■ **Passage provided**:
-------

There are a number of factors that impact your car insurance rates, including your coverage choices, deductible, driving record, age, vehicle make and model, driving frequency, credit score, neighborhood, insurance company, and more. While this might sound complicated, looking into discounts and comparing rates from multiple car insurance companies can help lower your insurance premium.
Why is car insurance so expensive?
Car insurance rates depend on many factors, from your age and driving record to the type of car you drive. Even factors you cannot fully control — like your neighborhood and inflation — can impact your rates.
#1 You have high coverage levels
This is a “good” reason for your car insurance to be expensive, as it means you have more financial protection in case of an accident. The more coverage you have, the less likely you will have to pay a lot of money out-of-pocket when a collision occurs.
If you have a full-coverage insurance policy (which includes liability insurance, collision coverage and comprehensive coverage), you will pay more than you would for minimum liability car insurance — but you’ll also have more financial protection.

-------

■ **Instructions to follow**: What three types of coverage does the car insurance text list as part of a full-coverage policy?

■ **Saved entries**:

-------

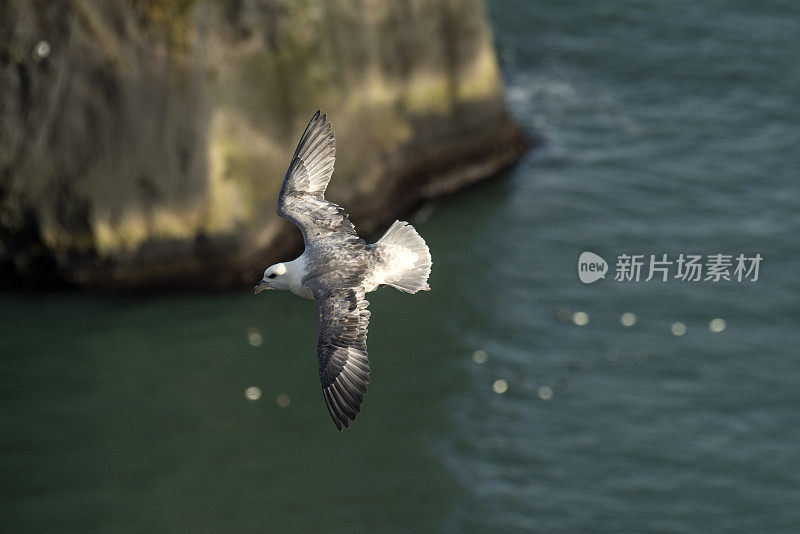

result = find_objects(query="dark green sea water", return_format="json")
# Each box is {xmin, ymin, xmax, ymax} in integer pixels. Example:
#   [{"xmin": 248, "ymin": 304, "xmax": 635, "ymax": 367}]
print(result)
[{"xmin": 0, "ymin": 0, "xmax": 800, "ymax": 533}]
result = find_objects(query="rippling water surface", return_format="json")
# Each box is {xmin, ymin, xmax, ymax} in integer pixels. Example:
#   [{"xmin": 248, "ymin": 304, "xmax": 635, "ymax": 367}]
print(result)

-------

■ **Expected answer**: Liability insurance, collision coverage and comprehensive coverage.